- Exercise 1
Edit the listing section that opens with the line containing "Tag every instance of the stone" and closes with the line containing "Tag every instance of the cannon", changing "one point" to "a single point" and leaving everything else as it is.
======== Extract ========
Oxford University Professor Emeritus Richard Dawkins wrote a letter to the Royal Society of New Zealand regarding its “appalling failure” to defend science in the face of modern wokeism.

The issue at hand is an article by the University of Chicago’s Jerry Coyne, professor emeritus in the ecology department, who related a message from a Kiwi colleague:

Now in NZ the Government is trying to insert something called ‘Matauranga’ into science courses. Matauranga means the knowledge system of the Maori. It includes reference to various gods e.g., Tane the god of the forest is said to be the creator of humans, and of all plants and creatures of the forest. Rain happens when the goddess Papatuanuku sheds tears. Maori try to claim that they have always been scientists. Their political demand is that Matauranga must be acknowledged as the equal of western (pakeha) science; that without this, Maori children will continue to fail in science at school.

The colleague says the Royal Society of New Zealand went after a pair of academics who had criticized this policy, calling them “racist.” He also says the academics likely will be ousted from their positions.

In addition, over 2,000 individuals, “including numerous prominent academics and other public figures,” took critics of Matauranga to task, claiming “Indigenous knowledges – in this case, Mātauranga – are not lesser to other knowledge systems.

“Indeed, indigenous ways of knowing, including Mātauranga, have always included methodologies that overlap with ‘Western’ understandings of the scientific method.”
========
- Exercise 2
Do these statements agree with the excerpt on Matauranga? (a) Jerry Coyne is a professor emeritus in the ecology department at the University of Chicago. (b) Fewer than 1,000 individuals took critics of Matauranga to task. (c) Rain happens when the god Tane sheds tears.
======== Provided information ========
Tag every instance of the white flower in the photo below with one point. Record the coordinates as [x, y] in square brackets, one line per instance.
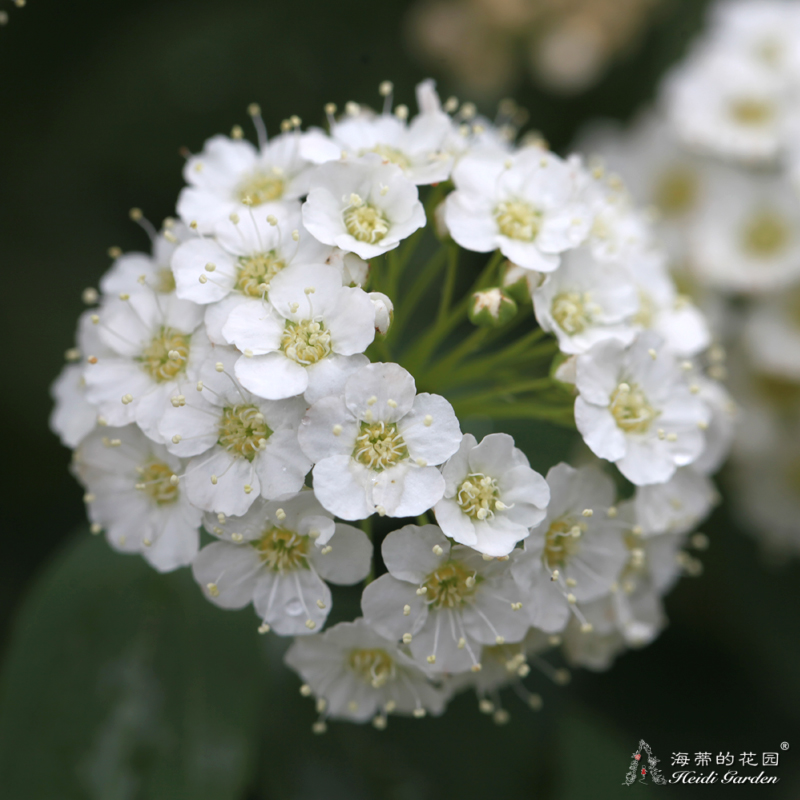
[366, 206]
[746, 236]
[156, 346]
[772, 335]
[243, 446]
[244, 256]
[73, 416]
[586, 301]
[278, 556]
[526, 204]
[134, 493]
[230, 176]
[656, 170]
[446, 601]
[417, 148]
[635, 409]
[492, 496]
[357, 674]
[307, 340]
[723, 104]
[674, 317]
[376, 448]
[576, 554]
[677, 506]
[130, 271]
========
======== Provided information ========
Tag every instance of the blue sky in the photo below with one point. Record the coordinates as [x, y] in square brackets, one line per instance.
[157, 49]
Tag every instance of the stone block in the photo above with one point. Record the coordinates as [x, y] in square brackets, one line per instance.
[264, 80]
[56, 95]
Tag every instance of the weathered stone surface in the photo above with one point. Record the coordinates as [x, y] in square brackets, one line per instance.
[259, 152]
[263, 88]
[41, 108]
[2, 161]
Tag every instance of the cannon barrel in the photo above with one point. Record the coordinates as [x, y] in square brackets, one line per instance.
========
- Written solution 1
Tag every instance of the stone block in the photo above with a single point. Record the coordinates as [x, y] in square brackets, one line per instance.
[264, 80]
[56, 95]
Tag every instance of the weathered stone surface in the photo above with a single point. Record the coordinates as [x, y] in square brackets, one line per instance.
[259, 152]
[263, 88]
[41, 108]
[2, 161]
Tag every instance of the cannon barrel in the photo above with a single point. Record the coordinates as [x, y] in square brackets, one line per instance.

- Written solution 2
(a) Yes: "the University of Chicago’s Jerry Coyne, professor emeritus in the ecology department"
(b) No: "over 2,000 individuals"
(c) No: "Rain happens when the goddess Papatuanuku sheds tears."